* _Location identification items_
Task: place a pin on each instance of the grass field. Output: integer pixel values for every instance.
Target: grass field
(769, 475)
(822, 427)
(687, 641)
--
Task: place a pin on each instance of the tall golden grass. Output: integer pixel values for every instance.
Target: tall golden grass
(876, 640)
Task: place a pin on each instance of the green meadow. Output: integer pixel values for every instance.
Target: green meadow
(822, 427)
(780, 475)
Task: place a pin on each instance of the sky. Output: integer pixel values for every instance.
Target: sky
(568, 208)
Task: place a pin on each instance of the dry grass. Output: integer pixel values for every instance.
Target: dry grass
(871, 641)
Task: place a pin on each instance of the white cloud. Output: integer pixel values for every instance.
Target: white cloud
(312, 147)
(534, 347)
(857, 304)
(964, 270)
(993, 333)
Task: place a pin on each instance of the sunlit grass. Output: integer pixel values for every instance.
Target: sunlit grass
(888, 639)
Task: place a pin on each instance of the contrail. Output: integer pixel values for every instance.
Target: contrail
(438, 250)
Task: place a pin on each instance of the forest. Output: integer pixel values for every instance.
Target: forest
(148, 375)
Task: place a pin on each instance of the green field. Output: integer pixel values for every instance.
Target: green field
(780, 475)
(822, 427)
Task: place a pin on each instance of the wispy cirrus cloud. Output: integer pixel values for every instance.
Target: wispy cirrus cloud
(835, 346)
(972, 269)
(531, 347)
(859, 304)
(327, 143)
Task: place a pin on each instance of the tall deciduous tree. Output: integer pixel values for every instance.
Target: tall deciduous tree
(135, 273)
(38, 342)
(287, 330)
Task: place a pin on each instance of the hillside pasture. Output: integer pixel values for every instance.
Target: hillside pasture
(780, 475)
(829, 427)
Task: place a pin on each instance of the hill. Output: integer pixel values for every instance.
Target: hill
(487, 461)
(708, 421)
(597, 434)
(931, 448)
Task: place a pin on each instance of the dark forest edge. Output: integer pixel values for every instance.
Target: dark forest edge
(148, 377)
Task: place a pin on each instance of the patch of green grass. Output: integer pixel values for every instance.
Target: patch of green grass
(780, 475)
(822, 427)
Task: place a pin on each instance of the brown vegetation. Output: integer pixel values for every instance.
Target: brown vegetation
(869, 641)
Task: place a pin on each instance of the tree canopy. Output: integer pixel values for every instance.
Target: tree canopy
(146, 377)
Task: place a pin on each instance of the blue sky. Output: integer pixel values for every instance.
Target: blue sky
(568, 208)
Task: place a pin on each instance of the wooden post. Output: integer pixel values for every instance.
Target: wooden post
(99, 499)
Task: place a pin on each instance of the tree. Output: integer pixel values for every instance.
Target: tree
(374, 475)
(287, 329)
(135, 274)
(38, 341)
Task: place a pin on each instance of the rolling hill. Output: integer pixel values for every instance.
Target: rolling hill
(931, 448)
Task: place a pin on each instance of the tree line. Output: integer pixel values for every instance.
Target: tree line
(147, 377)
...
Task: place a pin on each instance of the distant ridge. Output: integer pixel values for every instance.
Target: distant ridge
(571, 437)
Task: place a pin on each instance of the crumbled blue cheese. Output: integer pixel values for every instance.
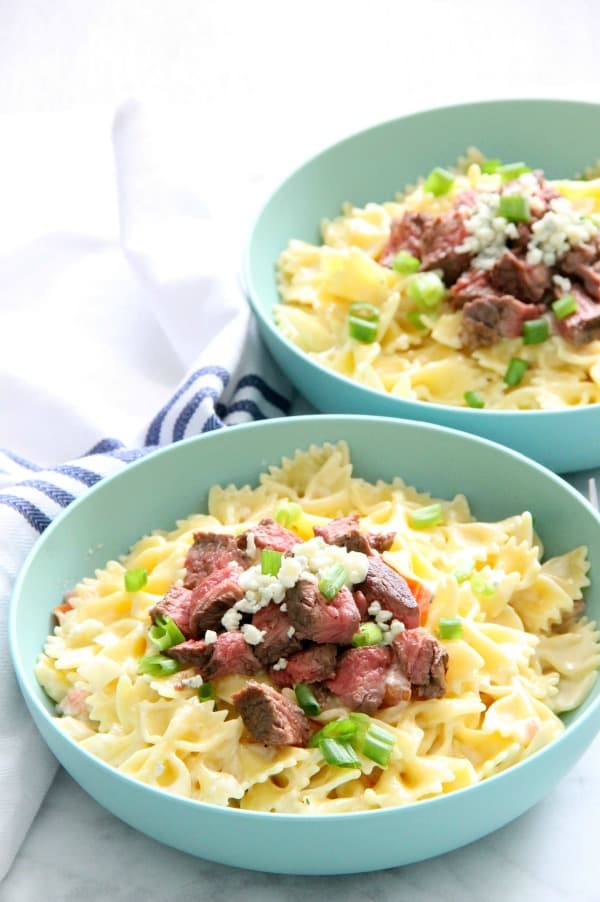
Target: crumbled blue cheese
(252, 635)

* _TO BE DONE_
Can you show each line of the records above that contains the string "crumbled", matching case exactly?

* _RESULT_
Task: place a pin on each instance of the crumbled blue cheese. Output: integer pixel values for every instance.
Target: crumbled blue cheese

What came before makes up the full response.